● **Page**:
※
Le rêve joue donc un rôle extrêmement important dans la société sénégambienne. Mais est-ce qu'il est important pour tout le monde, est-ce que la majorité des Sénégambiens essaient d'interpréter ou de savoir ce qu'ils vont devoir faire en fonction de ce qu'ils rêvent ?
Oui, en règle générale, le rêve est une indication sur ce qui va se passer et, par conséquent, il influence les décisions, quelquefois capitales, que l'on peut être amené à prendre soi-même. Les gens tiennent compte de leurs rêves. Ils font interpréter leurs rêves par des personnes compétentes et, lorsqu'il y a lieu de prendre des mesures déclinatoires, ils décident de mesures d'accompagnement, afin que le rêve se réalise, si c'est un rêve faste, ou qu'il ne se réalise pas, si c'est un rêve néfaste. Il y a quelques années, un des plus hauts responsables religieux du Sénégal, feu El Hadj Abdoul Aziz Sy, avait demandé à tous les Sénégalais de sacrifier un poulet. Des rêveurs avaient fait le même rêve : ils avaient vu la Kabba, et sur celle-ci étaient mentionnés les noms de tous les pays, sauf celui du Sénégal. Il a donc demandé que chacun fasse le sacrifice d'un poulet, le rêve étant interprété comme une sorte de malédiction pour le Sénégal. C'est vous dire combien les rêves sont importants. On peut également citer l'exemple de Saint-Louis, ma ville natale. En 1989, l'Imam principal avait fait diffuser à la radio un communiqué demandant aux ressortissants de Saint-Louis de donner chacun dix francs CFA pour qu'on puisse organiser des cérémonies de sacrifices, parce que certaines personnes avaient rêvé que cette année-là, beaucoup d'enfants risquaient de périr noyés dans le fleuve Sénégal. Le rêve occupe une position centrale dans la vie quotidienne du Sénégambien.
※
● **Lignes extraites**:
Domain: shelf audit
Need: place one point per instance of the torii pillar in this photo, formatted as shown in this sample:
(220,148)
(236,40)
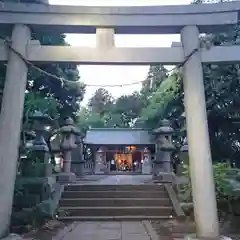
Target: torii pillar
(10,122)
(203,190)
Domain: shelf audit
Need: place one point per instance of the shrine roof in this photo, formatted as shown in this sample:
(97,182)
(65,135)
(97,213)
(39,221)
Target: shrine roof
(119,136)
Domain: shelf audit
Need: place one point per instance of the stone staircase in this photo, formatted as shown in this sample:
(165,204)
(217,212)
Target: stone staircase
(115,202)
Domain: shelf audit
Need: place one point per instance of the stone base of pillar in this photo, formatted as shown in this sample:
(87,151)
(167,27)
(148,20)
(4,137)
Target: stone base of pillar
(66,177)
(146,168)
(164,177)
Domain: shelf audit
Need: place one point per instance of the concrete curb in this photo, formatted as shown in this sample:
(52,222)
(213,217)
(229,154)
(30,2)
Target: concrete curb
(149,229)
(65,231)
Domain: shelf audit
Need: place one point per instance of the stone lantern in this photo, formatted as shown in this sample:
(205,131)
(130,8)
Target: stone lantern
(69,134)
(99,162)
(39,149)
(147,164)
(184,157)
(77,156)
(164,147)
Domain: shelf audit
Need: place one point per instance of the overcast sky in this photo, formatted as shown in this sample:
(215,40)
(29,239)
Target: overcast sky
(118,74)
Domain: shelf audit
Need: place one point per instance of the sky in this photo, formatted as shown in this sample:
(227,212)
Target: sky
(117,74)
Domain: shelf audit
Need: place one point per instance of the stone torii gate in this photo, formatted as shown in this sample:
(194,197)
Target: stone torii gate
(188,20)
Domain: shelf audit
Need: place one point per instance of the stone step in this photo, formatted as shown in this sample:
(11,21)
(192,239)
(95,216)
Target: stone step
(112,218)
(114,194)
(118,211)
(115,202)
(141,187)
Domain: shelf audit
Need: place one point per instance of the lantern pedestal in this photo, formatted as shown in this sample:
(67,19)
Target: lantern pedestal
(164,177)
(78,168)
(65,177)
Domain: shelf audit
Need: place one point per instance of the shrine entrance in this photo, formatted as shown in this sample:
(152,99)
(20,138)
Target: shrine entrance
(125,159)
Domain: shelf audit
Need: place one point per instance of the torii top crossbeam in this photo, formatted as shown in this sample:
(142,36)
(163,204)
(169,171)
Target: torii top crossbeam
(107,21)
(133,20)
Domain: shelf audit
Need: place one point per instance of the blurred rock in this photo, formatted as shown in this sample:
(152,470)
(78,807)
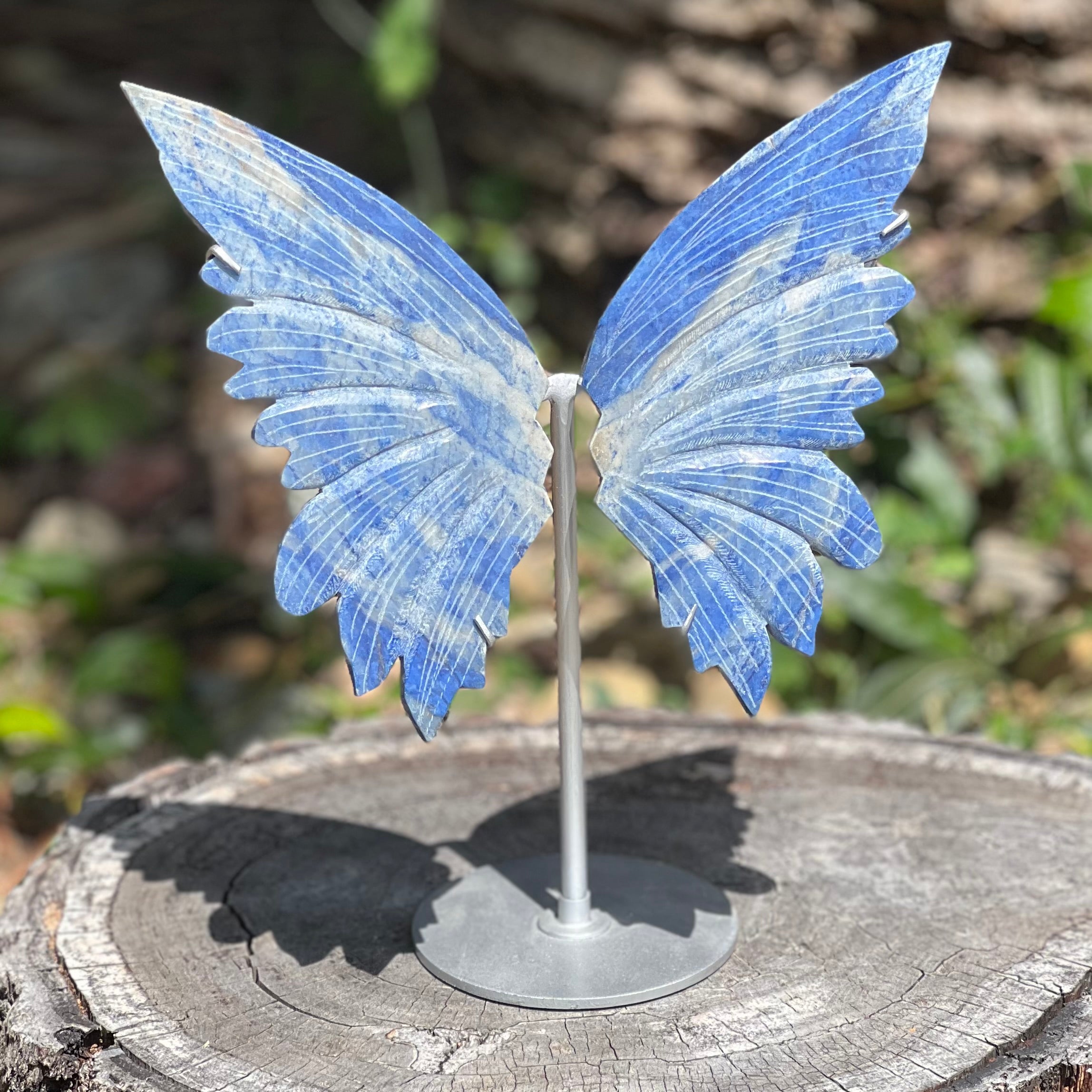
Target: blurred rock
(1017,575)
(136,478)
(79,528)
(615,684)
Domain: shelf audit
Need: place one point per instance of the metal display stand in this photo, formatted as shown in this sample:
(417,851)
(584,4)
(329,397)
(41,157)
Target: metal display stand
(573,931)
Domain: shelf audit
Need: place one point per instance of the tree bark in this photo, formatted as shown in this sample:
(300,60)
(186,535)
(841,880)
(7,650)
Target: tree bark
(914,913)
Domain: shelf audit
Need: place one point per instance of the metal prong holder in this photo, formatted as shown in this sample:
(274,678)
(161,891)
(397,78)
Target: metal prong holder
(571,931)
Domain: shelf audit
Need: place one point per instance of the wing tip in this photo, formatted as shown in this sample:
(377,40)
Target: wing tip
(426,721)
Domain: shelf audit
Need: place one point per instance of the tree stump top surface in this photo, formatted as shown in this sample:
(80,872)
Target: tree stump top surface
(911,911)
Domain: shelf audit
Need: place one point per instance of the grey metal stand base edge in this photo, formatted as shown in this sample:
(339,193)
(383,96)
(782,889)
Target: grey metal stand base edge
(654,931)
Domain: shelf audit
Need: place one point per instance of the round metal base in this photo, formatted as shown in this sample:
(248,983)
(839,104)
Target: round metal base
(655,930)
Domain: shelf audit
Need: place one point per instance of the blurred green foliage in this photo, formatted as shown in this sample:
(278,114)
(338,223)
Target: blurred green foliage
(403,56)
(978,462)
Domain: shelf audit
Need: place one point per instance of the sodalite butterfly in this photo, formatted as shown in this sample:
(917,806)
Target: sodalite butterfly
(407,392)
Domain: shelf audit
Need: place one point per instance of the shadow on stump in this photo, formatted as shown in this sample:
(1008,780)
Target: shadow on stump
(320,884)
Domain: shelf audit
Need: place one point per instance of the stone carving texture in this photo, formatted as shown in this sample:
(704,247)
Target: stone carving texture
(407,392)
(722,370)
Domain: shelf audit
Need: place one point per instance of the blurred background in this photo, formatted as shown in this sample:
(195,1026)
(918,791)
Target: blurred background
(548,141)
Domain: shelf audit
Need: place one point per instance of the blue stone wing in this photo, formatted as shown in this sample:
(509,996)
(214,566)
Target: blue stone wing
(722,371)
(404,391)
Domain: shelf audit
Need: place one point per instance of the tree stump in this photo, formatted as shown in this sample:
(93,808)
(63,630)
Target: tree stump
(914,914)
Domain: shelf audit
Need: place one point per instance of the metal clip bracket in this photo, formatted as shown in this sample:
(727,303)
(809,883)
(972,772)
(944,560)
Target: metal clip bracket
(221,256)
(903,218)
(488,635)
(689,621)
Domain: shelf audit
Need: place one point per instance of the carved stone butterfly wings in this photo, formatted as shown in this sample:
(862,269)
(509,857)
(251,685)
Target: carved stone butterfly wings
(407,392)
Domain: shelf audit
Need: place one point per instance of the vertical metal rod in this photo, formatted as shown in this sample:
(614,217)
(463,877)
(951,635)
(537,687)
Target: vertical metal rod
(575,905)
※
● **À faire**:
[1] Transcrivez le texte sur le rêve depuis « Le rêve joue » jusqu'à « qu'ils rêvent ? » inclus.
[2] D'après le texte sur le rêve, quelle somme chaque ressortissant de Saint-Louis devait-il donner en 1989, s'il vous plaît ?
[3] Traduisez en anglais cette phrase du texte sur le rêve : « Le rêve occupe une position centrale dans la vie quotidienne du Sénégambien. »
Seul le texte sur le rêve sert de source.

● **Réponses dans l'ordre**:
[1]
Le rêve joue donc un rôle extrêmement important dans la société sénégambienne. Mais est-ce qu'il est important pour tout le monde, est-ce que la majorité des Sénégambiens essaient d'interpréter ou de savoir ce qu'ils vont devoir faire en fonction de ce qu'ils rêvent ?

[2] Dix francs CFA.

[3] Dreams occupy a central position in the daily life of the Senegambian.